* _Articolo_:
□ □ □ □ □
Bergamo da Guinness col record al contrario

di Cristiano Gatti
Salve, un saluto a tutti dalla capitale europea, magari pure mondiale, della depressione sportiva. Non voglio nascondermi, nel momento della vergogna: sono di qui, sono uno dei bergamaschi titolari del ripugnante record negativo. Due squadre, nove partite in totale, un punto in classifica. Contabilità Atalanta: quattro domeniche di serie A, quattro sconfitte, zero in classifica e un allenatore azzerato (Gregucci, vedasi cronaca a latere). Contabilità Albinoleffe: cinque giornate di B, un pareggio, e un allenatore che sta in piedi per miracolo (vedasi specifico cognome: Madonna). Tutto questo nel breve respiro di un'estate: fino a giugno vivevamo sull'isola felice del bel gioco e della sana amministrazione, pochi stranieri e tanti ragazzi dei nostri vivai, due esempi che tutti quanti additavano per virtuose imitazioni. Tre mesi dopo, un mondo capovolto: tutti ci guardano e nessuno sa darsi un perché. Così è cambiata la vita. Facevamo invidia, facciamo pietà.
In queste ore non risulta per niente facile essere di Bergamo. Al di là delle Mura, la gente non va tanto per il sottile: se prima la bella favola delle due squadre si trasferiva pari pari sulla reputazione della città, adesso è automatico e inevitabile il contrario. Casualmente, mentre Samp e Genoa fanno parlare di rinascimento ligure, nel nostro piccolo sentiamo già dire di tramonto e di declino. Chiaramente è una sociologia un po' cialtrona, perché fortunatamente i destini delle genti e delle città non sono esattamente quelli stabiliti dalle loro squadre. Però. Però si respira un'aria maledettamente pesante. Questi dannati risultati condizionano e inquinano tutti i giudizi: se fino a ieri spendere poco e mettere in campo i giovani erano virtù, davanti a questo record di classifica sono già diventate imperdonabili colpe. Giorni fa, la Gazzetta ha pubblicato la classifica degli stipendi ai calciatori di serie A: puntualmente, l'Atalanta era ultima. Scontato, adesso, il sarcasmo: spendono poco, i risultati si vedono.
Per gente come noi, atavicamente concentrata sul concreto, questa è l'annata peggiore per sbagliare: già da tempo sappiamo che perdere la serie A stavolta sarebbe un disastro, perché la grande torta dei diritti televisivi sarà spartita proprio tra le squadre della prossima serie A. Se l'Atalanta ci resta, molti soldi. Se l'Atalanta retrocede, disastro. B come Bancarotta.
In queste ore, mentre ci si affida ad Antonio Conte come a Mago Merlino, non si smette di cercare una ragione per questo record esagerato (ribadisco: due squadre, nove partite, un punto, e scusate se è poco). Sull'Albinoleffe non c'è granchè da dire, anche perché bisogna dire che dell'Albinoleffe non tutti sanno granchè. Sull'Atalanta invece tutti sono certissimi di saperla molto lunga. Alcuni sostengono che il dramma del presidente Ivan Ruggeri, da mesi in attesa di un miracoloso risveglio, stia per presentare il conto anche in campo sportivo: le sue ultime scelte - Del Neri allenatore, Floccari centravanti - sono esaurite, quelle nuove dei figli - Gregucci allenatore, Acquafresca centravanti - non appaiono così felici. Altri sostengono che il mercato chiuso con un attivo di bilancio sia il segno più chiaro di una volontà precisa degli eredi, cioè avviare la cessione della società. Altri ancora, minimalisti al massimo, sostengono che il problema vero resti l'età di Doni: ormai si avvia ai 37, non può più essere il leader di una volta, le prestazioni parlano da sole.
□ □ □ □ □
* _Dati forniti_:
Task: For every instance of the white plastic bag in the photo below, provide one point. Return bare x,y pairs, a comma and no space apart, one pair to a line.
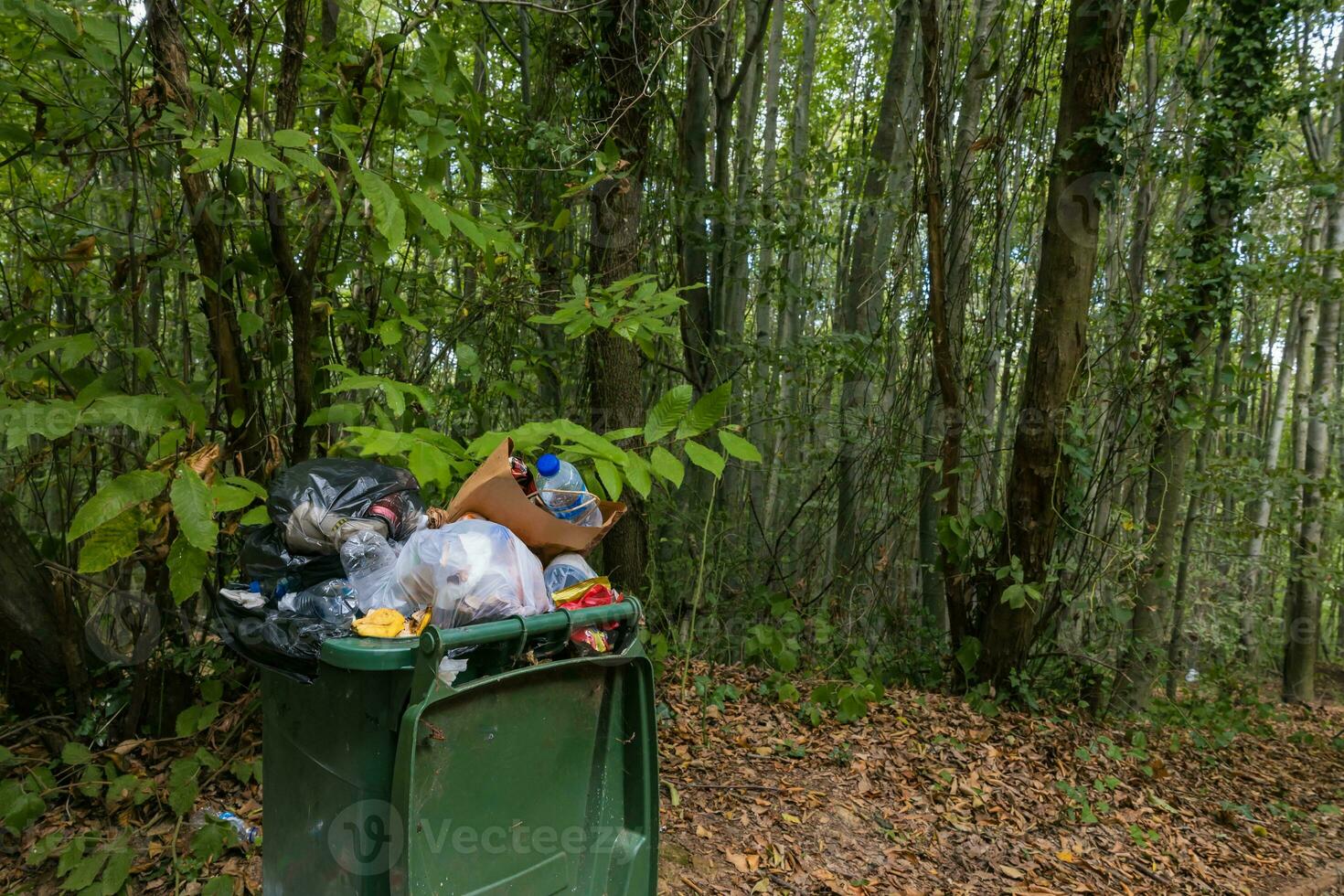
471,571
568,570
□ □ □ □ □
* _Compiti ed esercizi_:
#1 Riscrivi il brano dell'articolo tra "Per gente come" e "B come Bancarotta.", estremi inclusi, sostituendo "diritti televisivi" con "diritti di trasmissione".
#2 Riprendi l'articolo sulle squadre di Bergamo e proseguilo dopo la sua ultima frase.

* _Risposte fornite_:
#1
Per gente come noi, atavicamente concentrata sul concreto, questa è l'annata peggiore per sbagliare: già da tempo sappiamo che perdere la serie A stavolta sarebbe un disastro, perché la grande torta dei diritti di trasmissione sarà spartita proprio tra le squadre della prossima serie A. Se l'Atalanta ci resta, molti soldi. Se l'Atalanta retrocede, disastro. B come Bancarotta.

#2
È evidente: tutti hanno ragione e tutti hanno torto. Di sicuro il giovane presidente Alessandro, poco più che ventenne, non può essere scafato come il padre, benchè abbia la stessa passione e la stessa tenacia. Di sicuro scegliere Gregucci, una scommessa, proprio in un'annata decisiva non appare la decisione più geniale. Di sicuro Del Neri l'anno scorso era un'altra cosa, Floccari idem, Doni pure. Ce ne sono mille, di ragioni. Non ultima, credere di giocare ancora alla Del Neri senza Del Neri. Non ultimissima, la netta sensazione che a Bari i giocatori si siano spesi più per dare una spallata all'allenatore che agli avversari. Comunque sia, il cocktail è servito: tutti guardano Bergamo e a tutti scappa da ridere.
Una cosa che sento dire sul Sentierone, dove strusciano le mogli degli avvocati e i pensionati cittì, è questa: siamo solo all'inizio, il campionato è ancora lungo. Come no: non ci sono più le mezze stagioni e il campionato è ancora lungo. Tutti quanti ricordano il Cagliari dell'anno scorso: cinque sconfitte nelle prime cinque giornate, poi zona Uefa sfiorata. Non so perché, ma a me questa storia mette un'inquietudine sinistra. Dev'essere che io ricordo meglio un altro precedente, molto più prossimo a noi: Mandorlini, qualche stagione fa, sette partite senza una vittoria, alla fine umiliante retrocessione. Per dire che certo c'è ancora tutto il tempo, ma che non dobbiamo prendercela tanto comoda. Non ci sono più le mezze stagioni, il campionato è ancora lungo, ma ogni campionato fa storia a sé.
Appuntamento a domani sera, con il debutto di Conte. Arriva il Catania, un altro cliente che sta messo benissimo: un punto in classifica. Lo stesso Catania che l'anno scorso volava con Zenga: adesso frana il Catania e frana pure Zenga.

Loro come noi, tutto un bel libro di favole già bellamente dimenticate. Bergamo però ci ha messo del suo: dovendo cadere, sta cadendo col record. Nove partite, un punto: A come Atalanta, A come Albinoleffe, A come Avanti così e ci mettono sul Guinness degli impediti.